(Raw records)
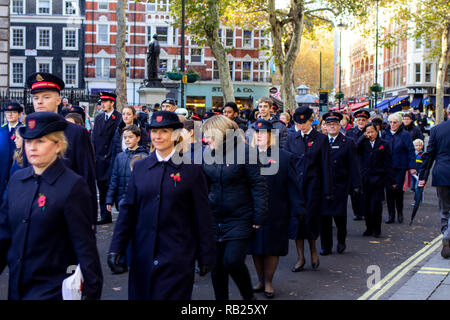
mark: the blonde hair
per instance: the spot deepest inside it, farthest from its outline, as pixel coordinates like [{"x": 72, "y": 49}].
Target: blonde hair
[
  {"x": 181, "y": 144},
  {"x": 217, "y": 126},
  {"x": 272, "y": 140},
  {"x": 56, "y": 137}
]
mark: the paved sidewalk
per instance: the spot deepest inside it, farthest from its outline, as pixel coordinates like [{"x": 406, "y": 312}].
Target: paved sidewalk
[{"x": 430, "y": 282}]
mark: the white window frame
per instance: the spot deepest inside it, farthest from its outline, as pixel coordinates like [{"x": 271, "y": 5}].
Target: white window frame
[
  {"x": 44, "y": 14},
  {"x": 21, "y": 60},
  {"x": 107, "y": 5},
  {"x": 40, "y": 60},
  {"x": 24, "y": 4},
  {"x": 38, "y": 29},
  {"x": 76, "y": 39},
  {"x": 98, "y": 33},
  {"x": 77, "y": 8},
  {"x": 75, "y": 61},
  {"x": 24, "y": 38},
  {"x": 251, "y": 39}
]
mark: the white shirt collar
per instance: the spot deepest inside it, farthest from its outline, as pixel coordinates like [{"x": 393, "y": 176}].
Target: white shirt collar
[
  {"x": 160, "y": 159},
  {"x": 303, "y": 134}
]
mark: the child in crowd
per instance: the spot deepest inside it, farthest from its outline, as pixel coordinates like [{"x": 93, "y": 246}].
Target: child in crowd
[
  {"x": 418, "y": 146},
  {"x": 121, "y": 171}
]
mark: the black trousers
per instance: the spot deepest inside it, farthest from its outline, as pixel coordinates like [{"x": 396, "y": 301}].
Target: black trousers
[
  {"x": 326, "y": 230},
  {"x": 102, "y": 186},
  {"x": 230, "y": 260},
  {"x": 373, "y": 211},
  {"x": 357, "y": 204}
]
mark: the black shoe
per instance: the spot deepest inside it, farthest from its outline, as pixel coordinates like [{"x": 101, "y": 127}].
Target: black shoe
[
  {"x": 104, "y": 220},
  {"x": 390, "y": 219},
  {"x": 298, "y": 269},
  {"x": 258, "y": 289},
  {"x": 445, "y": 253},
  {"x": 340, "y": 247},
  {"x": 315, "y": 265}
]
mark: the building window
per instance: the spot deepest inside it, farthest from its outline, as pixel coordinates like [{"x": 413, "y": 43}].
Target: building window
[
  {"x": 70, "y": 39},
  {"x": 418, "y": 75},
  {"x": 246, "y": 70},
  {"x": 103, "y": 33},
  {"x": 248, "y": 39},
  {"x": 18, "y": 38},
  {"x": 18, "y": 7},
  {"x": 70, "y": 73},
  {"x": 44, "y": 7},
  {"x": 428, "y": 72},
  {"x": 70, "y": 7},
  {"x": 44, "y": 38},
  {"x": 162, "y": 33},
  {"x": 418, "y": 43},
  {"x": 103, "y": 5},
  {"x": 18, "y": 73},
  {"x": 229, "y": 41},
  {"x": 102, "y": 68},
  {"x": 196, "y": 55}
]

---

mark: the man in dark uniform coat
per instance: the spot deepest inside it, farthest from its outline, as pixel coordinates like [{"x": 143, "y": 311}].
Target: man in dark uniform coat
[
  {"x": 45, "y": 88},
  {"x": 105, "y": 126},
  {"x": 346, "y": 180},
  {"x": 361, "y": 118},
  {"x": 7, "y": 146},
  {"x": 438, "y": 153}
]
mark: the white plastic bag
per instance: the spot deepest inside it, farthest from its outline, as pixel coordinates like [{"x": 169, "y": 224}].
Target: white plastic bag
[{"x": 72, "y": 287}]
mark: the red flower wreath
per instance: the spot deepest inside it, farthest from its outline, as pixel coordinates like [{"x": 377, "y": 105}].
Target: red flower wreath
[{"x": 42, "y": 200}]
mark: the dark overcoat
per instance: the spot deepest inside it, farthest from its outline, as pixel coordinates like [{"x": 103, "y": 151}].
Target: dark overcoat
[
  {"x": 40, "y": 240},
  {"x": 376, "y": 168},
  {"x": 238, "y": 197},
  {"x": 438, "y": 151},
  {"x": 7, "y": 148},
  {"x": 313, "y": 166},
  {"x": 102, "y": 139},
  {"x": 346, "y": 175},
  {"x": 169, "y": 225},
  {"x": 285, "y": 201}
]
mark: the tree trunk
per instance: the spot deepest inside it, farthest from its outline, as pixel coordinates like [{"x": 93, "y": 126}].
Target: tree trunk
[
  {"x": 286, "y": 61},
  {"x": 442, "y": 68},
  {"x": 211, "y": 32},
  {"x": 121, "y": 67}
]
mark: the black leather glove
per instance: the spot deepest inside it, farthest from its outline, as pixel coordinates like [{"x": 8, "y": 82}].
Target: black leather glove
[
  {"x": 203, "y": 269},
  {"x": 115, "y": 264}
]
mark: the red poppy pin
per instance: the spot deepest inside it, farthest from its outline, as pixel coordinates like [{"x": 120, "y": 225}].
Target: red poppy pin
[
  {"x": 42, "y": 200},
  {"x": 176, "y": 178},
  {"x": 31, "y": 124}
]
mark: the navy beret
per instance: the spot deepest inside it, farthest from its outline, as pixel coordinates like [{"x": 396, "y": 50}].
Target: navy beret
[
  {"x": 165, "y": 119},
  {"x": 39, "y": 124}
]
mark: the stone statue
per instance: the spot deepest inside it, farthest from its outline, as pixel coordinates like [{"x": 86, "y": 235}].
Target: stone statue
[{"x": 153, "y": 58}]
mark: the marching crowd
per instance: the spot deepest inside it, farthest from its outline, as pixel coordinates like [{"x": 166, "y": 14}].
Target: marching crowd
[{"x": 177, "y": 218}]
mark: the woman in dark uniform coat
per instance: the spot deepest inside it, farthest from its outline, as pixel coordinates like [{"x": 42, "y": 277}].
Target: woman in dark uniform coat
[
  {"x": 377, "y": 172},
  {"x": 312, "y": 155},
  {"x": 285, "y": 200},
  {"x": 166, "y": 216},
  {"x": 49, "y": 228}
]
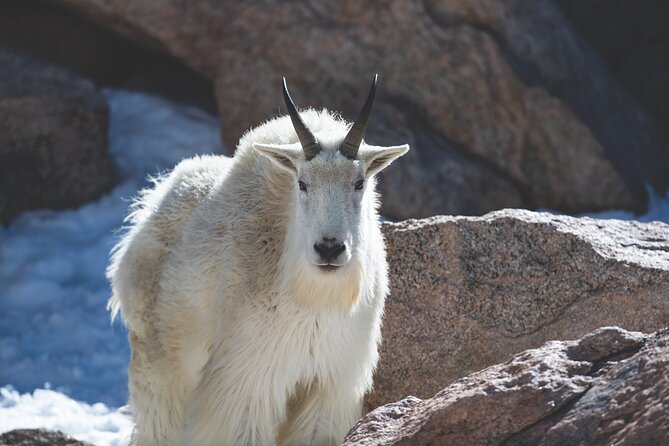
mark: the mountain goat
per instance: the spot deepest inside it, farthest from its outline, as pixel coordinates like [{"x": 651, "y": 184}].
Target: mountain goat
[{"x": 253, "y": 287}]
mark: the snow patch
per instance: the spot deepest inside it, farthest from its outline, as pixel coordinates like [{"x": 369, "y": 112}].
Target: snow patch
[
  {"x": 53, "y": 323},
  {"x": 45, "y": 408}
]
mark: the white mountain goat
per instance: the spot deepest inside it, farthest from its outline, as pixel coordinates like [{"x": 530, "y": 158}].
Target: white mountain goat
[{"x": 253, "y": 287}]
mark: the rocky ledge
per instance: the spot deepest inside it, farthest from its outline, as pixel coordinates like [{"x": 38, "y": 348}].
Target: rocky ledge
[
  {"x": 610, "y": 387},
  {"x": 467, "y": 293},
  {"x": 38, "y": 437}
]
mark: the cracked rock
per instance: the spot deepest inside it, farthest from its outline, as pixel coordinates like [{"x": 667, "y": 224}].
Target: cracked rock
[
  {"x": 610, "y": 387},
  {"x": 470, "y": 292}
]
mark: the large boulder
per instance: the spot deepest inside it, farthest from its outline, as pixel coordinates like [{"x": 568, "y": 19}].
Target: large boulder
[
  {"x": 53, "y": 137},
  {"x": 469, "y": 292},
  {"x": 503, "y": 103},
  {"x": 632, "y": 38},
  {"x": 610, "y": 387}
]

Instruction. Count the lines in the rows above that contain the string "leather", treating case as significant. Give only the number.

Exercise result. 2